TEXTO SELECCIONADO ::

En la misma línea, Gómez Arteche defendió la acción artillera como decisiva para la victoria, hasta el punto de señalar que “los artilleros españoles dirigidos por sus oficiales, fueron los héroes de aquella acción, cuyo resultado elevó su nombre y el del Cuerpo a la cumbre de las reputaciones colectivas más gloriosas”.
Ciertamente, Alcañiz ocupa un lugar destacado en las campañas artilleras de la Guerra de la Independencia, a pesar de la significativa devaluación que hizo de ella Suchet en sus Memorias, degradando aquel combate al rango de “ataque” mientras calificó como batallas las acciones de María y Belchite. Sin embargo, en la historia de la Artillería española, Alcañiz es referencia obligada no sólo por todo lo referido, sino porque en aquel combate Martín García Loygorri, además de ser ascendido a mariscal de campo tan sólo ocho meses después de alcanzar el grado de brigadier, fue el primer artillero que obtuvo la Cruz laureada de 4.ª Clase de la Real y Militar Orden de San Fernando. Según reza su hoja de servicios: “Por el mérito distinguido en grado heroico que contrajo en la gloriosa batalla de Alcañiz”. De esta forma gloriosa, Loygorri abrió una larga nómina de artilleros laureados en campañas posteriores, que, sobre mármol, aún hoy se puede ver en el salón de actos de la Academia de Artillería. Además, por su bizarro comportamiento, recibió la faja de mariscal de campo.

ACTIVIDAD 1 ::
Presente como una lista JSON de cadenas, una por línea y omitiendo las líneas en blanco, los registros desde su inicio hasta la línea que contiene "rough mask: <svg", incluida esta.

DATOS DE ENTRADA ::
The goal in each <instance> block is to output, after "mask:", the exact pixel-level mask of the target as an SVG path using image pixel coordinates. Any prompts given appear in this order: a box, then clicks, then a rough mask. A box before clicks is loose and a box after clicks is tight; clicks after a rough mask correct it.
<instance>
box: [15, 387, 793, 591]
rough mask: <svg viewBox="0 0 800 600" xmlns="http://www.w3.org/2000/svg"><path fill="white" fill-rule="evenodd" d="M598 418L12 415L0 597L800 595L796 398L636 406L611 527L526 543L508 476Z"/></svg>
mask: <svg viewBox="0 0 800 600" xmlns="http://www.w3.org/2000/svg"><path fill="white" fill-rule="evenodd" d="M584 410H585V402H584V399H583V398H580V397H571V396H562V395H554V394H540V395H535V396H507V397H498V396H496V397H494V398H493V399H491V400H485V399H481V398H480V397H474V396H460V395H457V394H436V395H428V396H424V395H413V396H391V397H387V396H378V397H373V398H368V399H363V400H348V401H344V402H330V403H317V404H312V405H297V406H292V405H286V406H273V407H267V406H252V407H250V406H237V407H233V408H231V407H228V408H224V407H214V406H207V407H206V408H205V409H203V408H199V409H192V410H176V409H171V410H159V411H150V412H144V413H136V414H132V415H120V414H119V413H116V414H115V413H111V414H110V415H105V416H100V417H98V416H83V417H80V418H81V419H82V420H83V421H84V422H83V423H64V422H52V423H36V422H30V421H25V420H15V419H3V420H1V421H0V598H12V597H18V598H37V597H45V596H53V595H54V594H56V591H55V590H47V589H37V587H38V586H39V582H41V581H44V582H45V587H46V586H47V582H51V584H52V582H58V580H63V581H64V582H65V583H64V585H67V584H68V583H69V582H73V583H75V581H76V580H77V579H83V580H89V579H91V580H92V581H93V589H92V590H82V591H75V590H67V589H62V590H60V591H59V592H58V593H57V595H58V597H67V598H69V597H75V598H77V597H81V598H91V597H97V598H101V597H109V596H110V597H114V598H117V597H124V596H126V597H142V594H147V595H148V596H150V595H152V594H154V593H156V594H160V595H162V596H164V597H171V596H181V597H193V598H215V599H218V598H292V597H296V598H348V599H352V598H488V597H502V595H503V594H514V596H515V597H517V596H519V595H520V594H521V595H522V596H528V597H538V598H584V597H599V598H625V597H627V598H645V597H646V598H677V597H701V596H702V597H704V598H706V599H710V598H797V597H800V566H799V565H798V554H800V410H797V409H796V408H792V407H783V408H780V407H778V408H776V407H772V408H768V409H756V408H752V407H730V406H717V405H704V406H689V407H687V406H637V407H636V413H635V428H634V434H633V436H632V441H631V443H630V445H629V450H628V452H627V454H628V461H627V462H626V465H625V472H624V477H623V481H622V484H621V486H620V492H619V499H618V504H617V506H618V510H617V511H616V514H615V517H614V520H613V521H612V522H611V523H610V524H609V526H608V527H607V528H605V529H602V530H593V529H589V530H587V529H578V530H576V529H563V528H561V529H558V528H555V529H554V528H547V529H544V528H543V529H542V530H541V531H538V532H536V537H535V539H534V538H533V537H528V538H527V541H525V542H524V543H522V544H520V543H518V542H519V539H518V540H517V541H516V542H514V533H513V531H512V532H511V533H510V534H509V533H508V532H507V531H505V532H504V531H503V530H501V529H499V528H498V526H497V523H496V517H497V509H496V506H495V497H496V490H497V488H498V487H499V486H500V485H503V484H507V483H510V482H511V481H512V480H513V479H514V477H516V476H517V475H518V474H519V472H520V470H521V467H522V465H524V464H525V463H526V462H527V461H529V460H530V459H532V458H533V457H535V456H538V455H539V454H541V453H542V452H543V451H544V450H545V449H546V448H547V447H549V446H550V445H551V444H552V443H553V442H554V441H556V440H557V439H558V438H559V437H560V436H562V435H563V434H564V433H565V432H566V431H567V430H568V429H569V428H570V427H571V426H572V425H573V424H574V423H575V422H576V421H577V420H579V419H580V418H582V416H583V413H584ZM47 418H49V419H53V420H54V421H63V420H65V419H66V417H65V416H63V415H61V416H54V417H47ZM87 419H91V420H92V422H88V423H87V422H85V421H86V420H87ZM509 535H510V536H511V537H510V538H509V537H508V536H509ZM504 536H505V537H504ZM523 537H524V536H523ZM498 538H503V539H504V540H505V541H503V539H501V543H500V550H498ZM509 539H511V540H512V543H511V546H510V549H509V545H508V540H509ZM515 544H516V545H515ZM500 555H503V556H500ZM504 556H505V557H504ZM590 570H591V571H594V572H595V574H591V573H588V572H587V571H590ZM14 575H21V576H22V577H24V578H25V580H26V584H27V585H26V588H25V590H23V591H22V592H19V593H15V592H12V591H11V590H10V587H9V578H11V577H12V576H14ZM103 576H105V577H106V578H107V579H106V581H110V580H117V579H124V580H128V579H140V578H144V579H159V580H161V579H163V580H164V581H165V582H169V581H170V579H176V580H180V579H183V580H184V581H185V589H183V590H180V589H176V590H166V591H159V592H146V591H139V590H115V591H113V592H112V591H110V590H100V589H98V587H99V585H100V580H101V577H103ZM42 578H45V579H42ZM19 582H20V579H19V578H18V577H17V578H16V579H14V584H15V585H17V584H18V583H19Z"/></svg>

ACTIVIDAD 2 ::
Prosiga el texto sobre la artillería española en el combate de Alcañiz a partir de su última frase.

RESULTADO ESPERADO 1 ::
[
  "The goal in each <instance> block is to output, after \"mask:\", the exact pixel-level mask of the target as an SVG path using image pixel coordinates. Any prompts given appear in this order: a box, then clicks, then a rough mask. A box before clicks is loose and a box after clicks is tight; clicks after a rough mask correct it.",
  "<instance>",
  "box: [15, 387, 793, 591]",
  "rough mask: <svg viewBox=\"0 0 800 600\" xmlns=\"http://www.w3.org/2000/svg\"><path fill=\"white\" fill-rule=\"evenodd\" d=\"M598 418L12 415L0 597L800 595L796 398L636 406L611 527L526 543L508 476Z\"/></svg>"
]

RESULTADO ESPERADO 2 ::
En cuanto al balance final de la batalla, el Ejército francés tuvo alrededor de ochocientas bajas e innumerables heridos, entre los que se encontraba el propio mariscal Suchet, y para los españoles se contabilizaron cerca de trescientas, entre fallecidos y heridos.
En las campañas de 1809 esta victoria supone una excepción, pues los laureles, aquel año, fueron recogidos por los enemigos en su mayoría. Ése fue el caso de las inmediatas batallas de María y Belchite, en las que también Loygorri combatió con valor el 15 y 18 de junio; o la de Ocaña, aunque en Talavera, el ejército de los generales Cuesta y Wellington logró imponerse a los franceses, sin por ello conseguir cambiar el rumbo de la guerra. El general Blake tuvo que acudir en auxilio de Gerona y con él, Loygorri, que condujo la artillería por terrenos intransitables, mandando una división de cinco mil hombres de infantería, doscientos caballos y dos compañías de artillería, contribuyendo a hacer llegar a la plaza tropas y un gran contingente de municiones. Asimismo, intentó contener los avances franceses resistiendo el ataque a Bruñols.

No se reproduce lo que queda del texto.